##### PROVIDED ENTRIES

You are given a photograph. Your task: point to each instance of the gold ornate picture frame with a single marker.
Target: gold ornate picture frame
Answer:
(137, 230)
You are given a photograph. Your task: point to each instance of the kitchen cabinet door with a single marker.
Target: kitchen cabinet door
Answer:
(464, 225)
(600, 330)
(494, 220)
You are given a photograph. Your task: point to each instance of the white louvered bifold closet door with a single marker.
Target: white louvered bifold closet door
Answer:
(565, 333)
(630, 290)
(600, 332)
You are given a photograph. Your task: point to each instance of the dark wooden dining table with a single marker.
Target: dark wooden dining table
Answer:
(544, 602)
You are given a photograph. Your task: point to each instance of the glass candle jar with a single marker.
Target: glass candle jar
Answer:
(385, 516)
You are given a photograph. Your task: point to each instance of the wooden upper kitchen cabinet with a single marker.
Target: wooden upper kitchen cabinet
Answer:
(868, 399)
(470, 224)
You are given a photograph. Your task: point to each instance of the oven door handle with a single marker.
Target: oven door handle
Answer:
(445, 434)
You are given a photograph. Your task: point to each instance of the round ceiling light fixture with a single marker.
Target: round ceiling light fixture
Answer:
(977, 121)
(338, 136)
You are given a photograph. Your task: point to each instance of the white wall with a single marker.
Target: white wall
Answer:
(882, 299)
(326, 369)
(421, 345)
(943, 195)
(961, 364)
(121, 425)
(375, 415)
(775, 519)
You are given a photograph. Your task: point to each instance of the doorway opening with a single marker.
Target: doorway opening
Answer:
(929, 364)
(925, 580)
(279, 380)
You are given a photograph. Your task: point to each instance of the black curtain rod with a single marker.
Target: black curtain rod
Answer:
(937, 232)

##########

YOUR GOAL: Starting at the line containing "opening with a single marker." and ending with the last line of the data, write out every line again, shifting each coordinate in the answers by adding 57 to both of its numbers.

IN RESPONSE:
You are given a photograph. Your task: point to each instance of the doorway opening with a single marker.
Target: doorway opening
Answer:
(986, 421)
(982, 637)
(336, 437)
You are given a photograph. Your task: point to each instance of the black curtain rod with a single marker.
Target: black curtain rod
Answer:
(994, 289)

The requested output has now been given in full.